- **BRIEF**: Count the rows below that contain the string "order", matching case exactly, and reply with that number alone.

- **INPUT**:
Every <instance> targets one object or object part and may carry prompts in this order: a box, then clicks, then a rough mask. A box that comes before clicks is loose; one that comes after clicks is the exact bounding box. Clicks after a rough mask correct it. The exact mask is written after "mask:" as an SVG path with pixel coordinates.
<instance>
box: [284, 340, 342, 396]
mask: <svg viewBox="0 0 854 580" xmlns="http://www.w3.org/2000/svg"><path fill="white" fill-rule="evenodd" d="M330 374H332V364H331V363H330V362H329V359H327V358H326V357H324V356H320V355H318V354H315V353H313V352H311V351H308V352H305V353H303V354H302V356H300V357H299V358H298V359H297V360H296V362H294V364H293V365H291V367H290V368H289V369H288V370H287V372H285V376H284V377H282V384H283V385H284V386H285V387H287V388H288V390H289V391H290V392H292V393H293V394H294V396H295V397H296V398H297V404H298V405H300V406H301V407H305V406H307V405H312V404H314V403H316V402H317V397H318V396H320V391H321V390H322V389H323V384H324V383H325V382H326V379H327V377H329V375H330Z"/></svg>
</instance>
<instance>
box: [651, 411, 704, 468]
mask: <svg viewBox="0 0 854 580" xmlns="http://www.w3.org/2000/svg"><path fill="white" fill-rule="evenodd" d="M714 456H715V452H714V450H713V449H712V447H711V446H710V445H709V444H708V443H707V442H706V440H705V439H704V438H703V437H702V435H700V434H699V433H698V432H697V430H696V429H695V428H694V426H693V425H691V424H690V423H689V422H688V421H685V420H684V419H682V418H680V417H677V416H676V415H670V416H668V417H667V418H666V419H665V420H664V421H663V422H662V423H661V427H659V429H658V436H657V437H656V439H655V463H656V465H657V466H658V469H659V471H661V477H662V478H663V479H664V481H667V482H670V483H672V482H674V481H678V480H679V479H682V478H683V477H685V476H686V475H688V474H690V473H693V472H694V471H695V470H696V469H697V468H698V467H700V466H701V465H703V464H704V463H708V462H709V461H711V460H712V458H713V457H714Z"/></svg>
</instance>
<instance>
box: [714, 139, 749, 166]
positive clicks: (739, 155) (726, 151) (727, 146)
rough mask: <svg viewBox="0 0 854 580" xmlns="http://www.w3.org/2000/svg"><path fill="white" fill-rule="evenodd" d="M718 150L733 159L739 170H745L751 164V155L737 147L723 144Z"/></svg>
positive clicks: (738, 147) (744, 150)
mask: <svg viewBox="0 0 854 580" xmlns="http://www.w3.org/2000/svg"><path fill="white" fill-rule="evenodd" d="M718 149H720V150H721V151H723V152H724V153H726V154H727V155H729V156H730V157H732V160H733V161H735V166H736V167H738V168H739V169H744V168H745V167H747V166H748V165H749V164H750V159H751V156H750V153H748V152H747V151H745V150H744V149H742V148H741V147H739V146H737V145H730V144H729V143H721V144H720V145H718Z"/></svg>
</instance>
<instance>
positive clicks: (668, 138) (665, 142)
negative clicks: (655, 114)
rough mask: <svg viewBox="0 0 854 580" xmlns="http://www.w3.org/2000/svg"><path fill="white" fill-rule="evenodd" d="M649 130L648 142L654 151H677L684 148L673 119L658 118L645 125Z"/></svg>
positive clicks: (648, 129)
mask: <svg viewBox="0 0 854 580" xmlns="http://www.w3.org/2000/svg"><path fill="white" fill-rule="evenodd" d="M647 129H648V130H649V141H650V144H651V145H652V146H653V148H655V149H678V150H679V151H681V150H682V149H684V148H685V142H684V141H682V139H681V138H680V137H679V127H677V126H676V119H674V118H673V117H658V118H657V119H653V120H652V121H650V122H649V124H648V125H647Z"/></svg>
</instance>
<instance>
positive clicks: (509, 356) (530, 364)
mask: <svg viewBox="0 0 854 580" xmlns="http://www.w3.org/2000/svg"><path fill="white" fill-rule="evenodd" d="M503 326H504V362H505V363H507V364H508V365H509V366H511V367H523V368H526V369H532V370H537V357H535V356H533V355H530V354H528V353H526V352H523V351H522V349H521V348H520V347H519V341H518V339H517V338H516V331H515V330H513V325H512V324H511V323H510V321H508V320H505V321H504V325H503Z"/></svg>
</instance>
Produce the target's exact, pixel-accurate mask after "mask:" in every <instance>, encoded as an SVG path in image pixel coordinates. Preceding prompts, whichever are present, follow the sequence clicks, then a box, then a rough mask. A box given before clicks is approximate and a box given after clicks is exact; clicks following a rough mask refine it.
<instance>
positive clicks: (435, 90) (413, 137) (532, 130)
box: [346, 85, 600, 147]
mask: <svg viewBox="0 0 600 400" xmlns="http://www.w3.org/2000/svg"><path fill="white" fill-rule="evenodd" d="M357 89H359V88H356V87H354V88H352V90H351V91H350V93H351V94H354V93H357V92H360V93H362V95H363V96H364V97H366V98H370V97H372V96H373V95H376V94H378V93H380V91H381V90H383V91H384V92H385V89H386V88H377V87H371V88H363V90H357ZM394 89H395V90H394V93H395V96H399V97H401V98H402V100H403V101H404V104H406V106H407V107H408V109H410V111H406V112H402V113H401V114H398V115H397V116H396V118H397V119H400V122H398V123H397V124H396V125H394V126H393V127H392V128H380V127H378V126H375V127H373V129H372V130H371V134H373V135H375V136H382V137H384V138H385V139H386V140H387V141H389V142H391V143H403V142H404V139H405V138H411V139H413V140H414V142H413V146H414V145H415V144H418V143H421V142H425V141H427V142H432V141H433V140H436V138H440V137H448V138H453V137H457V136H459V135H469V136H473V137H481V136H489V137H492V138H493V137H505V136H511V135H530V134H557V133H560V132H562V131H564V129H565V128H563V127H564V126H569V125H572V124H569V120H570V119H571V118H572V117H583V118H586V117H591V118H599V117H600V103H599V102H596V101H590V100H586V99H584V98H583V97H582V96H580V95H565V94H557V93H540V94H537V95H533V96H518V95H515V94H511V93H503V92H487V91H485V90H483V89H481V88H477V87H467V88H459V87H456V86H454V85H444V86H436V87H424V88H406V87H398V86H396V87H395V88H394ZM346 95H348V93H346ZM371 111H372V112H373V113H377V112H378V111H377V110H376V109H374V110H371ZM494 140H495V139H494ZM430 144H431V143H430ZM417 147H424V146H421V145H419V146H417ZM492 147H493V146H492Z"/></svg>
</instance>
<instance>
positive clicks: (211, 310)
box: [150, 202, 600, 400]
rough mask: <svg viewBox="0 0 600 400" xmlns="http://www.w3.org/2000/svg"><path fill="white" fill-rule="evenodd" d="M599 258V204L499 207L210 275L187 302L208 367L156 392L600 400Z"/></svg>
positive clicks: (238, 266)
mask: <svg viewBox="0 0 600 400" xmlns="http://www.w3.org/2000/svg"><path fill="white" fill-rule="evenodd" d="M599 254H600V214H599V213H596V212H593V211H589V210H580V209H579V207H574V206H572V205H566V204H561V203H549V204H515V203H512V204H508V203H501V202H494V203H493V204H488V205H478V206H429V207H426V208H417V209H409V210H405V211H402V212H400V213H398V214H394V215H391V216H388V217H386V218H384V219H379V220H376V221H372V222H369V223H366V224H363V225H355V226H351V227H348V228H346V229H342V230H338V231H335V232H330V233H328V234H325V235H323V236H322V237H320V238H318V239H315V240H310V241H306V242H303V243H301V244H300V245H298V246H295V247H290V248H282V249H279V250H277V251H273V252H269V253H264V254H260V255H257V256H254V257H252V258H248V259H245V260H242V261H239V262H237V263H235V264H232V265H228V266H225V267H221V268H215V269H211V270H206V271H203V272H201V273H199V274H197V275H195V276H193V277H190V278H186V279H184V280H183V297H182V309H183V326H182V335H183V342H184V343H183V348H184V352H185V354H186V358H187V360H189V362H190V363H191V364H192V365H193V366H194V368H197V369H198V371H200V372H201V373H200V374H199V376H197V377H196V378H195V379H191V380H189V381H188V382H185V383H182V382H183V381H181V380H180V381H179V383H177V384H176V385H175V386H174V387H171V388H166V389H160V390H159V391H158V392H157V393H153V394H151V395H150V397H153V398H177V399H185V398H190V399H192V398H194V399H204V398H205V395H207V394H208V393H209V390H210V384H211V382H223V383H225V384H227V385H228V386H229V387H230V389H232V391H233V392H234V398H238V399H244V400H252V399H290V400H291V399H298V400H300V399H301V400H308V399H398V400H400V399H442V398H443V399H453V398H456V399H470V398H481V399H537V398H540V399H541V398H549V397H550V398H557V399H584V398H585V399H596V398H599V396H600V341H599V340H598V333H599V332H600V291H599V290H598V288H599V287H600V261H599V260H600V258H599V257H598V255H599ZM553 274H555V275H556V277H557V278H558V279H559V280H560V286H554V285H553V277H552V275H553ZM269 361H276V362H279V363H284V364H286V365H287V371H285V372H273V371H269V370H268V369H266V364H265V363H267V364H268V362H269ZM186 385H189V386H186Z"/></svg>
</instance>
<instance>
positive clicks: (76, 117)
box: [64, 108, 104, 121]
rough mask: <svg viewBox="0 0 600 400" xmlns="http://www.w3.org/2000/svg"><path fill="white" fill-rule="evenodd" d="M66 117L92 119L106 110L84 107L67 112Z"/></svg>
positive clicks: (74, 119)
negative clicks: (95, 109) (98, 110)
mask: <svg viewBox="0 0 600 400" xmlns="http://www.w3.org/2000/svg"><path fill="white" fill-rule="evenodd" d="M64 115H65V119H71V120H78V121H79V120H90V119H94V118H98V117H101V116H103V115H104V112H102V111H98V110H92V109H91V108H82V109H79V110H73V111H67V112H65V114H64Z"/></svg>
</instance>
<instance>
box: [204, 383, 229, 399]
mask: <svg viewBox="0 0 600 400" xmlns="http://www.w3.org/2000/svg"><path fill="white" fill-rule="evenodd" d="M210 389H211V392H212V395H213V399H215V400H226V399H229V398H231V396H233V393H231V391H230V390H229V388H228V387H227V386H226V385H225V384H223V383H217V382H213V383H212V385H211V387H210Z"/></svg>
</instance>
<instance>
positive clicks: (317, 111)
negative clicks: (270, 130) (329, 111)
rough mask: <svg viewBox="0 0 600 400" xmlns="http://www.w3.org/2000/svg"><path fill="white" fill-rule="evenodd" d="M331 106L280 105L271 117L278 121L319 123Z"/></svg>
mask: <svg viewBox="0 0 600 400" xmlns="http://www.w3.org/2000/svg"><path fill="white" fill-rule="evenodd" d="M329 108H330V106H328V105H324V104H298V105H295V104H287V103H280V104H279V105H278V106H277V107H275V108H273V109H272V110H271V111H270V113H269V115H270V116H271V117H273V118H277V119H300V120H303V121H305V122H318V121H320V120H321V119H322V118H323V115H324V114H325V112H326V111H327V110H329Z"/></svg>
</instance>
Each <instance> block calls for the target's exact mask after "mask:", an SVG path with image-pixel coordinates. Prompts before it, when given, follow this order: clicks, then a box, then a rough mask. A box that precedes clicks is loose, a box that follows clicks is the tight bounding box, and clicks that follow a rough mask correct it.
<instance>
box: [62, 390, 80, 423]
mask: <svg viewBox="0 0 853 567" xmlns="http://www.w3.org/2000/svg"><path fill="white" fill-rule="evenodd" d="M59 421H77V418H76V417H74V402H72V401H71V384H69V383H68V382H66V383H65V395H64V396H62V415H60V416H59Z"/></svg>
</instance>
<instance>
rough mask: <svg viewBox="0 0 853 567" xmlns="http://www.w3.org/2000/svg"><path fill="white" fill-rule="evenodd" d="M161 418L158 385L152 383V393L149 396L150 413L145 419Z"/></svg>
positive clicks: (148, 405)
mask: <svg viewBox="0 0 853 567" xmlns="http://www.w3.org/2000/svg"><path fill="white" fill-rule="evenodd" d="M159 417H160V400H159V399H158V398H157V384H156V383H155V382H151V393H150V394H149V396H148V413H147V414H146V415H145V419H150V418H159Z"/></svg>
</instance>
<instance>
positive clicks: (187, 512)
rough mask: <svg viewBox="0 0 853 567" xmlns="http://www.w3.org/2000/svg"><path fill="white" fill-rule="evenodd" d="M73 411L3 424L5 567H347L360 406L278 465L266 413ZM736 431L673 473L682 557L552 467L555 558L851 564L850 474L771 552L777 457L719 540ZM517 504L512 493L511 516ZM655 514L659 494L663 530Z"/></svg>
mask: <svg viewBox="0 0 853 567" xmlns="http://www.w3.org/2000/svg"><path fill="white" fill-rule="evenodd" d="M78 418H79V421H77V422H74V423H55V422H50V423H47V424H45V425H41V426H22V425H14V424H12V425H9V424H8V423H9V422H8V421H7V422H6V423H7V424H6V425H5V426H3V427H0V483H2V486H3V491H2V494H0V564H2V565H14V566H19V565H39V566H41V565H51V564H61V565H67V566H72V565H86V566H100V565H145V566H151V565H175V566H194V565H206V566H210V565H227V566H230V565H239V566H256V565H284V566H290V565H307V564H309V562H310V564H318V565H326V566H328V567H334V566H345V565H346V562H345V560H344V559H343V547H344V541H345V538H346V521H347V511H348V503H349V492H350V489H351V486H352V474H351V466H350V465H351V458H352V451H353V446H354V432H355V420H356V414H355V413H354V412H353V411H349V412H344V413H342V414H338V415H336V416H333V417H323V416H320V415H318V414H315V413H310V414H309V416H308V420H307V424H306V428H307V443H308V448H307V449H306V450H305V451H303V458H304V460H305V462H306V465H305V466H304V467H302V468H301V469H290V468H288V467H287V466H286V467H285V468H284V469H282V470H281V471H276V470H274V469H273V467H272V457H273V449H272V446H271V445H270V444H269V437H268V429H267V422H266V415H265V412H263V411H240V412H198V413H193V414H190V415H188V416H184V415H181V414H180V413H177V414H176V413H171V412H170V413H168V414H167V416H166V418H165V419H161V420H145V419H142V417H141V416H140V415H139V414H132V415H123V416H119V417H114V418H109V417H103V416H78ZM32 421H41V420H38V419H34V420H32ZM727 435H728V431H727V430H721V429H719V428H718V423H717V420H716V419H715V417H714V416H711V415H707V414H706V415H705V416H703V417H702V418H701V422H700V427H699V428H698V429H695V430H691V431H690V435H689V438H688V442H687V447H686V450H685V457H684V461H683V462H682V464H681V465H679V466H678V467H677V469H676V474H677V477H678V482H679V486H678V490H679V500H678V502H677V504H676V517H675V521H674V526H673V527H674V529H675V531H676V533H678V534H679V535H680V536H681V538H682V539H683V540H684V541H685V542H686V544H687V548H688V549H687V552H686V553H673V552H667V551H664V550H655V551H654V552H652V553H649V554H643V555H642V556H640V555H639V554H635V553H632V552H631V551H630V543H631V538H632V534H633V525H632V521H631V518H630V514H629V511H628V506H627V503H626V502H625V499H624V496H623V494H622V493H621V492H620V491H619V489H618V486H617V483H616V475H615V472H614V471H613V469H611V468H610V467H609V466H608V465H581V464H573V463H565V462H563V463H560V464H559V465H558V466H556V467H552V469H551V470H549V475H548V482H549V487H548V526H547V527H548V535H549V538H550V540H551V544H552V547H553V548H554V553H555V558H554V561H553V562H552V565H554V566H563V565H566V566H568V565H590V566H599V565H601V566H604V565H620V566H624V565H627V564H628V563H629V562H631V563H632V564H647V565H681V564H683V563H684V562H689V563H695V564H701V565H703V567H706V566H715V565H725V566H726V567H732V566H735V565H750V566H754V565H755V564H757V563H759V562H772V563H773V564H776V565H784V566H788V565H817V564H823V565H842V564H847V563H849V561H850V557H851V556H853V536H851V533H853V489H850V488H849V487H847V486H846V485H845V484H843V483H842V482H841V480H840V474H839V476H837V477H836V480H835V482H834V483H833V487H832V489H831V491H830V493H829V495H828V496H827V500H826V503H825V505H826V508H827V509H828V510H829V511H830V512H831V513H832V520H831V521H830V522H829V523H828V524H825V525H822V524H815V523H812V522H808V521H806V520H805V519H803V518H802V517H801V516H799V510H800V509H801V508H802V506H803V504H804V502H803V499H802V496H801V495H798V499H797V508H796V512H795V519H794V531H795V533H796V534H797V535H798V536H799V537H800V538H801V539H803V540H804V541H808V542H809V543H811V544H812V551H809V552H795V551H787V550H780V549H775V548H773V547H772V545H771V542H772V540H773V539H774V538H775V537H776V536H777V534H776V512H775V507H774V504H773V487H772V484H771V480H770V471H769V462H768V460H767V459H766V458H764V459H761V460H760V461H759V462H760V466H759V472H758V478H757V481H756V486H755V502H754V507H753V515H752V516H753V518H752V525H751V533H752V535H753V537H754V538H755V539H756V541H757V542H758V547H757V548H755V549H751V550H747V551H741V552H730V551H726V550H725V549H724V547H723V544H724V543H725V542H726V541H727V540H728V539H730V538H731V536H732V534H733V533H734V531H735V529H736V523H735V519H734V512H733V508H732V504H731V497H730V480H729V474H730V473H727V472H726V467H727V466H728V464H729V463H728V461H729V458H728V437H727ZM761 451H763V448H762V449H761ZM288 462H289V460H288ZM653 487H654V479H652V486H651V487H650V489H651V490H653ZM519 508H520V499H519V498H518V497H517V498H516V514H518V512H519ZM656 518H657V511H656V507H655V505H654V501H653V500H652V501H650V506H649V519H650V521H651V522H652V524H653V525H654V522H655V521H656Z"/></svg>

- **EXERCISE SOLUTION**: 2